* [Dataset rows showing where objects appear]
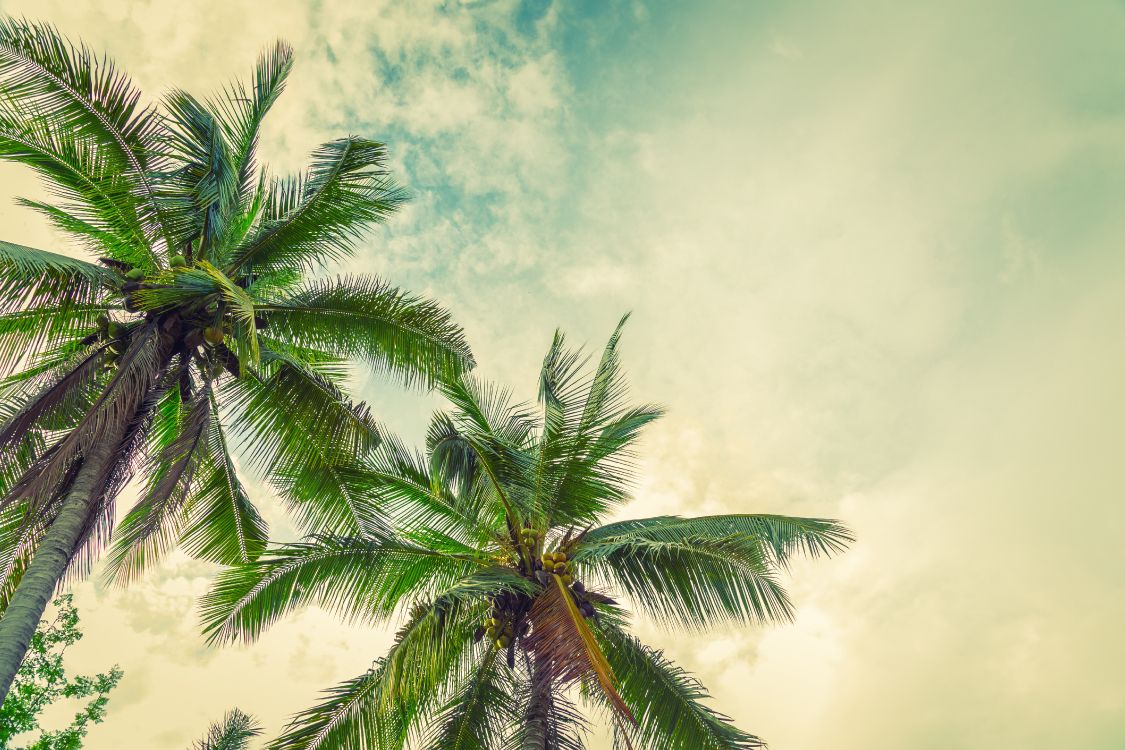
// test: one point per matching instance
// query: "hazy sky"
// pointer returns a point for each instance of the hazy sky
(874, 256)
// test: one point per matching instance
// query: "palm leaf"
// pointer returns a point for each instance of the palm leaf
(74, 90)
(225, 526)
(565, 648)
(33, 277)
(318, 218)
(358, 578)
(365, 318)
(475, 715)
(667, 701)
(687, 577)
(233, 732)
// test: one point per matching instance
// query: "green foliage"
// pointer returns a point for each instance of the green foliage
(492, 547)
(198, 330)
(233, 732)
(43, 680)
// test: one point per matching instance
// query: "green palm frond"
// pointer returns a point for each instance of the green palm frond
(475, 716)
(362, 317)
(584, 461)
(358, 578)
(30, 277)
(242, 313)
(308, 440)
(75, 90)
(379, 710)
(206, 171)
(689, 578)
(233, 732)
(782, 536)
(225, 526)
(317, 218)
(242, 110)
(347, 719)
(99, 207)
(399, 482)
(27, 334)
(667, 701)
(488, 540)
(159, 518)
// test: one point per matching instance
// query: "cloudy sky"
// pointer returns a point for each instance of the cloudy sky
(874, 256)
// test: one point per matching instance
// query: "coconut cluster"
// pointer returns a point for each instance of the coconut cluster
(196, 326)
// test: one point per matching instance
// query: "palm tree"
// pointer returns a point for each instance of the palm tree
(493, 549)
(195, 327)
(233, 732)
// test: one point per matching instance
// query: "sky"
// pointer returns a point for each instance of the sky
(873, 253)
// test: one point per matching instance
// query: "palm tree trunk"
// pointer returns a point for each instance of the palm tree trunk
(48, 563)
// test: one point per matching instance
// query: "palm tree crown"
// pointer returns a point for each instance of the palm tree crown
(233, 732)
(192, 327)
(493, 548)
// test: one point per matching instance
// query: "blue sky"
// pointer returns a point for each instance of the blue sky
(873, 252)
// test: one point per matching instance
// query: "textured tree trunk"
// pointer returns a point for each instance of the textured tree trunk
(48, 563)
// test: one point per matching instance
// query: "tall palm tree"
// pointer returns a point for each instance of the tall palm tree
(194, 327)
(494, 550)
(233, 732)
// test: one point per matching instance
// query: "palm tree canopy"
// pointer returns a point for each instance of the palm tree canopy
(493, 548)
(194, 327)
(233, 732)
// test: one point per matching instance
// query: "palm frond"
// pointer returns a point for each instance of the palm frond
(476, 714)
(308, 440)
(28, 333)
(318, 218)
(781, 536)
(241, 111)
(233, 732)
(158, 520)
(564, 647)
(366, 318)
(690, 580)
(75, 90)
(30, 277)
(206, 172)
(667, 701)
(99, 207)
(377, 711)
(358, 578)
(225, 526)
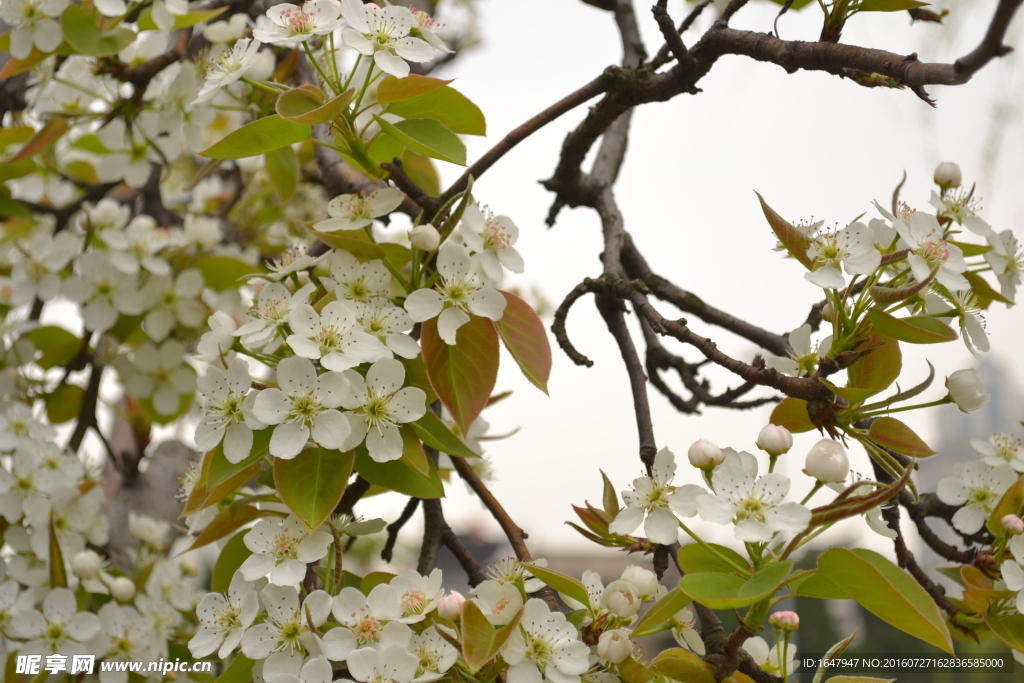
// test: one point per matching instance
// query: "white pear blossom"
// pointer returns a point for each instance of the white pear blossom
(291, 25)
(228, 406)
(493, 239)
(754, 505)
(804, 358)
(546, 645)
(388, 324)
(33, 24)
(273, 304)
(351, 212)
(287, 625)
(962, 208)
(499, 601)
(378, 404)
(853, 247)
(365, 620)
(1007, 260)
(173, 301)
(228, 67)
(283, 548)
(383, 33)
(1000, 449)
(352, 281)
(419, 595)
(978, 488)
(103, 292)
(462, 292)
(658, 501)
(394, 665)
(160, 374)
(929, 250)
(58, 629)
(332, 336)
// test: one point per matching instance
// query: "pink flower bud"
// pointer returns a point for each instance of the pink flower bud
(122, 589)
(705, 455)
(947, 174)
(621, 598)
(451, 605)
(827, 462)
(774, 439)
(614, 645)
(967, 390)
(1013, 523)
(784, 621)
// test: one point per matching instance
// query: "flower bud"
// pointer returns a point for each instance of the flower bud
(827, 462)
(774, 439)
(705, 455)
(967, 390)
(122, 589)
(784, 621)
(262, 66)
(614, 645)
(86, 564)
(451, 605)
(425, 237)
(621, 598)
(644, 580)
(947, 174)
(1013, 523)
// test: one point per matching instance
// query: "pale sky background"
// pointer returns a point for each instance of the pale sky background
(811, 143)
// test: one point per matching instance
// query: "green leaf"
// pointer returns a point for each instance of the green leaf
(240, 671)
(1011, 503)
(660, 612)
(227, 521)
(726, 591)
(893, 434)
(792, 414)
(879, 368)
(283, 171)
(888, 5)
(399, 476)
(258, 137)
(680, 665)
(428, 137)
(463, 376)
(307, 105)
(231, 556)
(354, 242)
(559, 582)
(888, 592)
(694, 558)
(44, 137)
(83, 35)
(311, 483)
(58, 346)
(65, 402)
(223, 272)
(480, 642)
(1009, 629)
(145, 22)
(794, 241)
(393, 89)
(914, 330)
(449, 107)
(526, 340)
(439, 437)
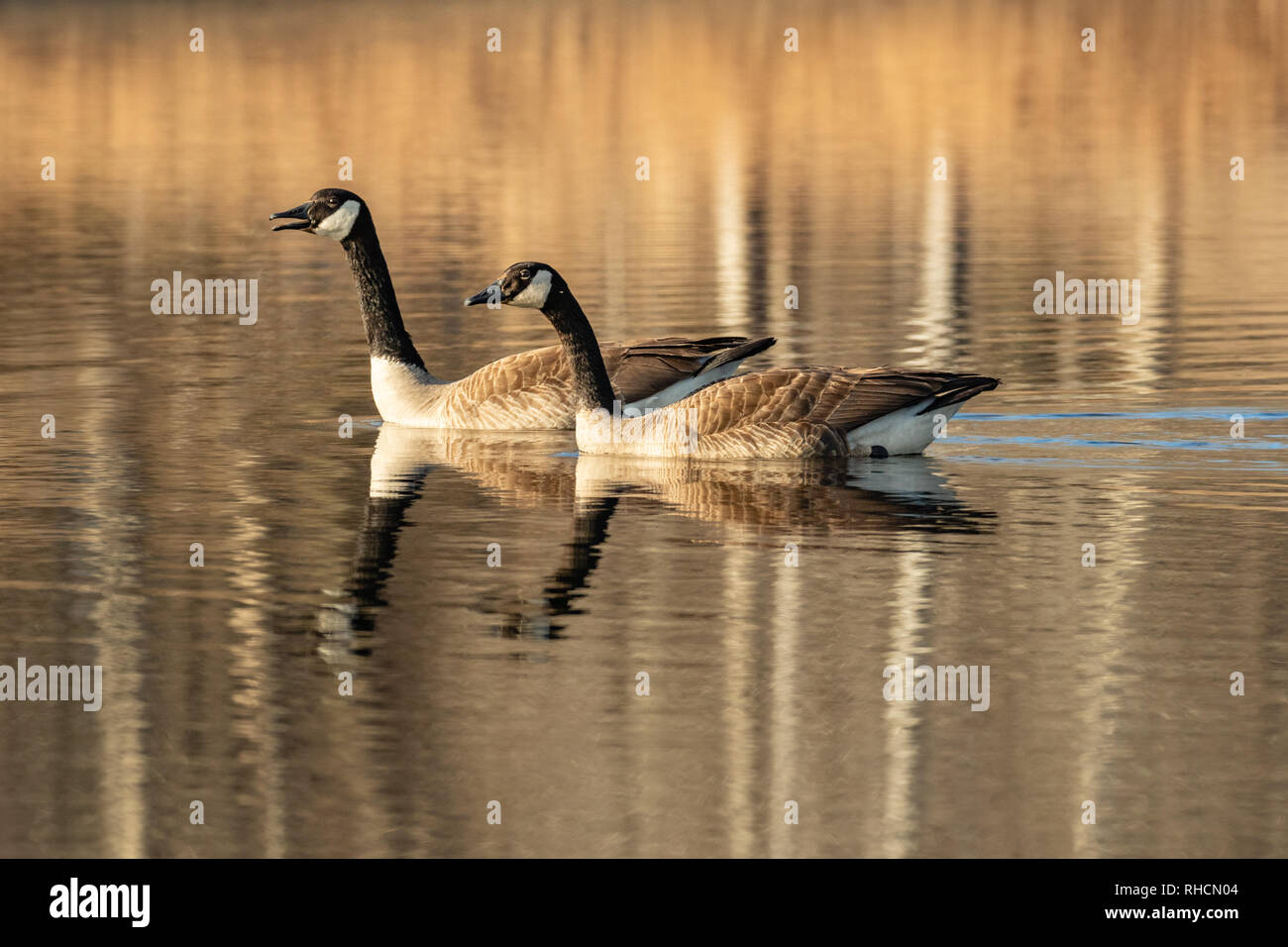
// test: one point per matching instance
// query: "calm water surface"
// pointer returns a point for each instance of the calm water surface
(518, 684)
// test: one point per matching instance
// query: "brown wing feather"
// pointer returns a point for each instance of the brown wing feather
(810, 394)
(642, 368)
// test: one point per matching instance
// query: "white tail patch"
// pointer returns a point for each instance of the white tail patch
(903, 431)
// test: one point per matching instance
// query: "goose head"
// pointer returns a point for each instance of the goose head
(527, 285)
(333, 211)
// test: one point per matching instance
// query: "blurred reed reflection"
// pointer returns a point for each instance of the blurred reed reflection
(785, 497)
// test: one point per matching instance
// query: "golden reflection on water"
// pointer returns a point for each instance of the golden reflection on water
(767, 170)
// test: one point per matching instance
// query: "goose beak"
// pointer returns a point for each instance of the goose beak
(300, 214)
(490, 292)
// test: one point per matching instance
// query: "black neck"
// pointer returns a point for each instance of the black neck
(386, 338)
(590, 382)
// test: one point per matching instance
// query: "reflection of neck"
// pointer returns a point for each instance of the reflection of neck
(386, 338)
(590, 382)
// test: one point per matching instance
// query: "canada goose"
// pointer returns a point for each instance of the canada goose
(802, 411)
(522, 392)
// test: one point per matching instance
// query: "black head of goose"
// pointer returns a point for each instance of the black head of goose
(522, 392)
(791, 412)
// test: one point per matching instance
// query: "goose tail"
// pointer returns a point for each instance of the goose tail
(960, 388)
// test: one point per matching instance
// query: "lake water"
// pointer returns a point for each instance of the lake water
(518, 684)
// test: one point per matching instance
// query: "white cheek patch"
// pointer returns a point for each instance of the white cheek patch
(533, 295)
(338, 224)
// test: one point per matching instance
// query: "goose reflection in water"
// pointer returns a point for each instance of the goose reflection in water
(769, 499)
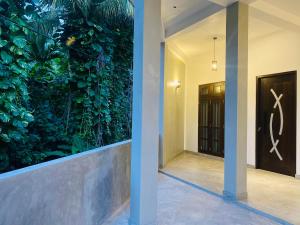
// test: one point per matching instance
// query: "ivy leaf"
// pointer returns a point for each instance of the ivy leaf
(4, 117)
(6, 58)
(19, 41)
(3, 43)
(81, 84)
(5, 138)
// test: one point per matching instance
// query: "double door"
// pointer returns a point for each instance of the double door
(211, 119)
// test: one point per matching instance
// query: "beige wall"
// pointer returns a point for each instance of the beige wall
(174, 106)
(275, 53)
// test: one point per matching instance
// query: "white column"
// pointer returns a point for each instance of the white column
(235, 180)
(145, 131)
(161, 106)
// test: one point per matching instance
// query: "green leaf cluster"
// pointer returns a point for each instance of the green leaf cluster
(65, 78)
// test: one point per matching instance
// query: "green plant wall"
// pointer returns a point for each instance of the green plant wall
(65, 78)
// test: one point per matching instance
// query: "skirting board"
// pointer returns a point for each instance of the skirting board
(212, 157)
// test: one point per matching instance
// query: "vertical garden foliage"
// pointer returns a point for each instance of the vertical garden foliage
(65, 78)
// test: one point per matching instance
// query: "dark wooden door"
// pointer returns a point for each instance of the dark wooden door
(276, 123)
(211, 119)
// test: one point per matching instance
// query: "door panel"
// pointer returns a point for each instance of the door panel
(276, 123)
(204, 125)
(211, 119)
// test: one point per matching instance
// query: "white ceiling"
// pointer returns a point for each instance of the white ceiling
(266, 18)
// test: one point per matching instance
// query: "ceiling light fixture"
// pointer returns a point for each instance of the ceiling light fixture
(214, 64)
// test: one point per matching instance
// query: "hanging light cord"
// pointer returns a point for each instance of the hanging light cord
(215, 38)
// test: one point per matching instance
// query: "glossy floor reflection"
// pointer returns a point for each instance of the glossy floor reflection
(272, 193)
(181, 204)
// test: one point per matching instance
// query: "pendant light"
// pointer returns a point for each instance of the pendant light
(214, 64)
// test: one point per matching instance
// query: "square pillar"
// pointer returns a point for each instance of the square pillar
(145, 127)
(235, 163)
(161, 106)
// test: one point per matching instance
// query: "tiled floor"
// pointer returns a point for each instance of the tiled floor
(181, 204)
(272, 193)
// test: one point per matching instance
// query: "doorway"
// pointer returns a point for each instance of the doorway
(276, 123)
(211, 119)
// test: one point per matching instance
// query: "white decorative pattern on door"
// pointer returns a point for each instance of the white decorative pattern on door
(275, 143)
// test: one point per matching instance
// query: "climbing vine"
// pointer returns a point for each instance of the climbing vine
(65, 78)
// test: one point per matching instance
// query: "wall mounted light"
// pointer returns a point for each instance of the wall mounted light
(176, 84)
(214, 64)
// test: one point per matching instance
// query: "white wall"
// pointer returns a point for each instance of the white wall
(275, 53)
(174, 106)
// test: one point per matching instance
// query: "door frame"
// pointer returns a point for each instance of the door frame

* [Brief]
Which lines of the material contain the string "fixture"? Return each of them, treating case as significant.

* [Completed exercise]
// query: "ceiling light fixture"
// pointer returns a point for each instance of the ceiling light fixture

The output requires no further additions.